**Passage to read:**

I found out David Lynch died from Facebook. Facebook, of all places. At this stage in my life/our technological timeline, Facebook is primarily a platform I use to keep up with the various local groups I’m in—school updates, neighborhood drama that I will then read aloud to Hollis, etc. It isn’t a place I find out anything of value, certainly not the death of my favorite director. And yet that’s exactly what happened—I saw a statement from his family and froze in the kitchen, where I had paused before getting started on vacuuming. I opened up Variety. It was true. I stared into space for a little bit and then did my vacuuming with tears in my eyes.
Getting genuinely upset about the death of a person I did not know always feels a little bit performative to me, although I recently felt deeply sad about Liam Payne’s death. That was a different kind of sad, though, the kind of heartsickness that comes when you hear about someone too young being in a bad situation. David Lynch was in his late seventies and he was very sick, which we used as an anti-smoking PSA in our house. Still, his death was an absolute shock, and I guess that’s because he’d been a big part of my life for a very long time—as much as anyone can be when you’ve never met them.

**Provided information:**
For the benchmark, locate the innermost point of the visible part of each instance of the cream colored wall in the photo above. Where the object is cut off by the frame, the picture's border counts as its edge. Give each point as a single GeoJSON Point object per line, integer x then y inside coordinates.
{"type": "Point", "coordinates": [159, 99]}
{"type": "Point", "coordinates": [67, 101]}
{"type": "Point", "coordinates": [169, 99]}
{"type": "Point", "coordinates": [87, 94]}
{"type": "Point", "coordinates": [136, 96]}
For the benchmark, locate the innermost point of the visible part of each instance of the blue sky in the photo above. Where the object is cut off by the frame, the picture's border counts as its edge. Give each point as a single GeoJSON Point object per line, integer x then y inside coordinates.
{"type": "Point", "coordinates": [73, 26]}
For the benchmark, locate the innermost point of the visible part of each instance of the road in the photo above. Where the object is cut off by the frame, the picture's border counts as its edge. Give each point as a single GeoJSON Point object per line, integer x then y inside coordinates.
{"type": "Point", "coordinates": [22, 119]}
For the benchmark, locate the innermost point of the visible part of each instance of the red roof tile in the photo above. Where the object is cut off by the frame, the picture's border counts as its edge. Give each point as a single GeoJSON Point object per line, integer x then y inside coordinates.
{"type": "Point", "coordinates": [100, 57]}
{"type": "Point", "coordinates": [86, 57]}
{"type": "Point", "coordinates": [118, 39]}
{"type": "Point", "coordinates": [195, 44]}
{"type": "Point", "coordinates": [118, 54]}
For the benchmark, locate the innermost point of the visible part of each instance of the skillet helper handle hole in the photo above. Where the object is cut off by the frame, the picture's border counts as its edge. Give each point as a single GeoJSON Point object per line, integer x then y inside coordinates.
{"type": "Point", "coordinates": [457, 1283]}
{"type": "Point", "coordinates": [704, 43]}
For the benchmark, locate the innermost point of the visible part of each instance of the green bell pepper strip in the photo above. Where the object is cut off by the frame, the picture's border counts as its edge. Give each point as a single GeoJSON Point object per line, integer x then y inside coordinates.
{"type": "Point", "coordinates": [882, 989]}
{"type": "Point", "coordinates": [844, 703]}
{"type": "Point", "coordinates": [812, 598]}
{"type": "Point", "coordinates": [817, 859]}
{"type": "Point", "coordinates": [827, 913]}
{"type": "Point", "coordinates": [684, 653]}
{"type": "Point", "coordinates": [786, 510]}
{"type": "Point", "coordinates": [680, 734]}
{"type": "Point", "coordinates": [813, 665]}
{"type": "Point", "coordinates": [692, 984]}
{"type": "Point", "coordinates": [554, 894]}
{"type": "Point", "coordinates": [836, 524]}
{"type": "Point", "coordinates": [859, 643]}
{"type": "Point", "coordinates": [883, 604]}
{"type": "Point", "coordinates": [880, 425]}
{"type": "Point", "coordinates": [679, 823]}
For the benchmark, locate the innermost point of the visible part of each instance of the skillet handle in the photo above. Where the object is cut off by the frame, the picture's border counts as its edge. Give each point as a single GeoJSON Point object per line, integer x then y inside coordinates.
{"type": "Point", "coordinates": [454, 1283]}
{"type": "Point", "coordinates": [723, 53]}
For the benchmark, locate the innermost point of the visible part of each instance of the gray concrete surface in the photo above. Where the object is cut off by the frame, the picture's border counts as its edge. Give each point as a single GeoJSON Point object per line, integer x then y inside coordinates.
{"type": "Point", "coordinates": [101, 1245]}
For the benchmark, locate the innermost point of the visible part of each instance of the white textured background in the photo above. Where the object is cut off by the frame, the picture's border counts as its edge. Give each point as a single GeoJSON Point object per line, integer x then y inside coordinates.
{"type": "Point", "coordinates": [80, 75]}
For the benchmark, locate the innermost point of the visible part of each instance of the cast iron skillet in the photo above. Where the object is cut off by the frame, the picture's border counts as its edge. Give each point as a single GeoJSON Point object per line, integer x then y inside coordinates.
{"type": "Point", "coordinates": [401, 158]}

**Given request 1:** Reproduce the part of the essay on David Lynch's death that begins at the words "I found out" and ends after the words "in my eyes.".
**Given request 2:**
Answer these questions from the essay on David Lynch's death:
(a) On what platform did the writer first learn of the death?
(b) Which publication did the writer open to confirm the news?
(c) How old was David Lynch, according to the writer?
**Given request 3:** Explain why, according to the essay on David Lynch's death, the death came as an absolute shock even though he was old and very sick.
Answer from the essay on David Lynch's death alone, without outside knowledge.

**Exercise output 1:**
I found out David Lynch died from Facebook. Facebook, of all places. At this stage in my life/our technological timeline, Facebook is primarily a platform I use to keep up with the various local groups I’m in—school updates, neighborhood drama that I will then read aloud to Hollis, etc. It isn’t a place I find out anything of value, certainly not the death of my favorite director. And yet that’s exactly what happened—I saw a statement from his family and froze in the kitchen, where I had paused before getting started on vacuuming. I opened up Variety. It was true. I stared into space for a little bit and then did my vacuuming with tears in my eyes.

**Exercise output 2:**
(a) Facebook.
(b) Variety.
(c) He was in his late seventies.

**Exercise output 3:** The writer attributes the shock to Lynch having been a big part of the writer's life for a very long time. That was true as far as anyone can be when they have never been met.